Directive A: In the SCST patch announcement, which CPU did the initiator system use in the performance comparison?
Directive B: Continue the SCST patch announcement from the point at which it ends.

[PATCH][RFC 0/0/0/5] New SCSI target framework (SCST) with dev handlersand 2 target drivers

From: Vladislav Bolkhovitin
Date: Tue Apr 13 2010 - 09:04:14 EST


Please review this second iteration of the patch set of the new (although, perhaps, the oldest) SCSI target framework for Linux SCST with a set of dev handlers and 2 target drivers: for iSCSI (iscsi-scst) and for Infiniband SRP (srpt).

The first iteration you can found here: http://lkml.org/lkml/2008/12/10/245.

Please review this patchset as a proposed replacement of the current mainline SCSI target subsystem STGT.

I've already described advantages of SCST over STGT in http://lkml.org/lkml/2008/12/10/245. In short, they are:

1. Performance, including various performance improvements not available from user space, for instance, because of the user space allocated memory.

2. Overall simplicity with the resulting simpler and more clear code, because STGT has a microkernel-like architecture, but SCST has the same monolithic architecture as the Linux kernel has chosen from the very beginning.

3. Complete pass-through support, which isn't practically possible if the SCSI target core stays in user space.

I can add to what I already wrote only:

1. There are recent performance comparison data between SCST SRP and STGT iSER measured by Bart Van Assche with the following target setup:

* 2.6.30.7 kernel with SCST patches and with kernel debugging disabled.
* OFED 1.5 IB drivers.
* SCST revision 1504 with FILEIO vdisk, built in release mode (make
debug2release) and with SCST_MAX_TGT_DEV_COMMANDS changed from 48 into
256.
* ib_srpt kernel module parameters thread=0.
* STGT revision 1.0.1 with rdwr backend.
* 1 GB file residing on a tmpfs filesystem was exported towards the
initiator system.
* Frequency scaling was disabled.
* Runlevel: 3.
* IRQ affinity for mlx4-comp-0: not bound to a core (smp_affinity=3).
* IB HCA: QDR (40Gbps) Mellanox ConnectX MT26428
* CPU: Intel Core2 Duo E8400 @ 3.00 GHz.
* NOOP I/O scheduler

and initiator setup:

* Vanilla 2.6.33-rc7 kernel
* SRP initiator was loaded with parameter srp_sg_tablesize=128
* Frequency scaling was disabled.
* Runlevel: 3.
* IRQ affinity for mlx4_core: bound to a single core (smp_affinity=1).
* IB HCA: QDR (40Gbps) Mellanox ConnectX MT26428
* CPU: Intel Core2 Duo E6750 @ 2.66 GHz.

The test application was dd utility in O_DIRECT mode run 3 times, then average was calculated. Caches were dropped between each run.

[Excerpts of bounding box data]
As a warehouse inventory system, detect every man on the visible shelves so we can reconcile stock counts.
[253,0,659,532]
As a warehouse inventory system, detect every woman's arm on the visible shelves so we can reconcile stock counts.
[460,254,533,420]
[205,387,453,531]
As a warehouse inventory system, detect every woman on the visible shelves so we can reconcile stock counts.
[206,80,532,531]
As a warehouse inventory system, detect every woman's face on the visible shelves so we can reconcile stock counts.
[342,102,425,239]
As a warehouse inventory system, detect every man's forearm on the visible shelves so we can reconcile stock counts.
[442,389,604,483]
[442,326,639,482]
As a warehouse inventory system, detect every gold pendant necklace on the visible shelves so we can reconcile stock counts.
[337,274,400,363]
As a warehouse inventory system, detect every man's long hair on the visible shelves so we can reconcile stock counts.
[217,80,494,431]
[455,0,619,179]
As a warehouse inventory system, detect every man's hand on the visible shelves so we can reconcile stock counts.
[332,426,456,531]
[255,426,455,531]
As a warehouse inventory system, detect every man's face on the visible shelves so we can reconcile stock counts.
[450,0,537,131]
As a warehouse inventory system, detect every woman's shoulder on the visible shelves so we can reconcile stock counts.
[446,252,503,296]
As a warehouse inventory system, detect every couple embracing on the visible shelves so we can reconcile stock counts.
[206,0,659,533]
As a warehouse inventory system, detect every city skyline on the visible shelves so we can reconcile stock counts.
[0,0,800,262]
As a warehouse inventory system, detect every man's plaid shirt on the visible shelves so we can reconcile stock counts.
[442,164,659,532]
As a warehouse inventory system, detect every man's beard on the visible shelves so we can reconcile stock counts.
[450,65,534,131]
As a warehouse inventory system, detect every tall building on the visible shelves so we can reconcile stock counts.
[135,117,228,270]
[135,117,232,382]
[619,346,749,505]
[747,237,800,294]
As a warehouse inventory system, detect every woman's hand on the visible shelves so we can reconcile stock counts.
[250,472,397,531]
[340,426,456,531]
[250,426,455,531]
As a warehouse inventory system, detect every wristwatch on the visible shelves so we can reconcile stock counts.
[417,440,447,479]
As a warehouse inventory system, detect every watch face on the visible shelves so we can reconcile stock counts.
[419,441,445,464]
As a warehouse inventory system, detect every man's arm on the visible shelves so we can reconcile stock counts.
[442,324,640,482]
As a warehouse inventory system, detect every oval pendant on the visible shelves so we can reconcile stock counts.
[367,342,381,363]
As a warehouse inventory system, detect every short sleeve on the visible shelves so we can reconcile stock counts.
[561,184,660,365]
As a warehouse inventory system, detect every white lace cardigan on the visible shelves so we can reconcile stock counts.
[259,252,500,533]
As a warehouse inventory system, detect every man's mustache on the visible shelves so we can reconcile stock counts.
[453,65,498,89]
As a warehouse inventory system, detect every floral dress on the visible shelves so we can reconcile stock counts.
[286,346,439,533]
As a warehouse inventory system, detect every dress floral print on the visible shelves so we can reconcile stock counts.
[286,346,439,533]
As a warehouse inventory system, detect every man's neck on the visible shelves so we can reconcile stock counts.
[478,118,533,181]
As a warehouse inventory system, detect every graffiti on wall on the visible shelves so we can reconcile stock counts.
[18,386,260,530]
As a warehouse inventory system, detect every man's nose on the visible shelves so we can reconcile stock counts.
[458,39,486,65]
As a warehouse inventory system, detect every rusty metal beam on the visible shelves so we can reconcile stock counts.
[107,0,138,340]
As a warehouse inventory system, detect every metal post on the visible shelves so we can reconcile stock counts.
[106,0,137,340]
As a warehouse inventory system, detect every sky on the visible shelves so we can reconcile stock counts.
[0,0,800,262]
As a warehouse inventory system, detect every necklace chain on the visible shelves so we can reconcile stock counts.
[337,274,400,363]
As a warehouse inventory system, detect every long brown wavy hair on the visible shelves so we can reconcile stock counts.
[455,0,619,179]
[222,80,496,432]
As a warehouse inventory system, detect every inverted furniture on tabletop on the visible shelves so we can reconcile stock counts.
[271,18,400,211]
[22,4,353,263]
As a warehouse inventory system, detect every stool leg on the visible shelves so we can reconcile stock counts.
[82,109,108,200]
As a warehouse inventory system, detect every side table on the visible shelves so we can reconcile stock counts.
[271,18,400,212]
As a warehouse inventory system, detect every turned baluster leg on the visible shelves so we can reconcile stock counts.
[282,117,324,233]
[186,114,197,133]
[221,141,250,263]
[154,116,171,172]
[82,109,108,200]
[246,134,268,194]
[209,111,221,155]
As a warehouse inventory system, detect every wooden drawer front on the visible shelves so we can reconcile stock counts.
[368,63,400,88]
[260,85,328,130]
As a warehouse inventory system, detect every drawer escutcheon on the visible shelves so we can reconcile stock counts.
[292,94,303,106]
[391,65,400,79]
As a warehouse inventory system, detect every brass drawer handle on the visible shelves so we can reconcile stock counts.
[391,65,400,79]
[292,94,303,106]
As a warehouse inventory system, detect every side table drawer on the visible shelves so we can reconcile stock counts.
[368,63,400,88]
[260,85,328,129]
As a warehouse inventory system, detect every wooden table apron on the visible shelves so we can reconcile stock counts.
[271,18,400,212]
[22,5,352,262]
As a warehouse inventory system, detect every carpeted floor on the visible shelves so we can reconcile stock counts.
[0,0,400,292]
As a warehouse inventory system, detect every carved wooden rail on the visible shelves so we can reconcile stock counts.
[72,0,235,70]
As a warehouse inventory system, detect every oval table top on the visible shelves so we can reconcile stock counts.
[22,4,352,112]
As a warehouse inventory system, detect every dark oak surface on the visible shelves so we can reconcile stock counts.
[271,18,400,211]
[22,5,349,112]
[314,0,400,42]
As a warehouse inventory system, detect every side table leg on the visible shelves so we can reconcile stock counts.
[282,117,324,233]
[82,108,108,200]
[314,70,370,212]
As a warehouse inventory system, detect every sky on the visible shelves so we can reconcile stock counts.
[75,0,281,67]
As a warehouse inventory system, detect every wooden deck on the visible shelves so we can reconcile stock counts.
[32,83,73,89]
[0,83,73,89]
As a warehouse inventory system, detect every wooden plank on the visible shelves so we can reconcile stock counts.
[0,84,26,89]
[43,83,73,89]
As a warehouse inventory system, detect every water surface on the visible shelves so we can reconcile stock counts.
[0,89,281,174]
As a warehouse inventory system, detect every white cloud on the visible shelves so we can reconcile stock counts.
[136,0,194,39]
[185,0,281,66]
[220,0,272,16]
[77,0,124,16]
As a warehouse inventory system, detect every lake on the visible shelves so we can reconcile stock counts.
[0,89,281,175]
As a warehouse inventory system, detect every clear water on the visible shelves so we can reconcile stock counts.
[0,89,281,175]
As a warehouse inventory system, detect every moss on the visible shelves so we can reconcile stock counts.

Task response A: Intel Core2 Duo E6750 @ 2.66 GHz.

Task response B:
For dd bs 4KB:

SCST: write 84 MB/s, read 104 MB/s
STGT: write 62 MB/s, read 64 MB/s

For dd bs 6MB:

SCST: write 1030 MB/s, read 2944 MB/s
STGT: write 796 MB/s, read 1702 MB/s

I've chosen those values for dd bs, because they allow to measure 2 fundamental properties of any link: latency (with bs 4KB) and bandwidth (with bs 6MB). You can see that SCST up to 63% better in latency and up to 73% better in bandwidth! Here is clearly seen the user space implementation overhead! Are there any other evidences needed?

2. Since the first SCST patches review iteration in December 2008 popularity of STGT, despite of the being "mainline", has not grown noticeably, while popularity of SCST has significantly grown. Particularly, Emulex and Marvell added SCST target drivers for their hardware (thanks a lot!), Joe Eykholt added FCoE target (thanks a lot too!) as well as many storage companies are now either selling SCST-based storage devices (see http://scst.sourceforge.net/users.html), or preparing to sell them (so not yet listed on the users page).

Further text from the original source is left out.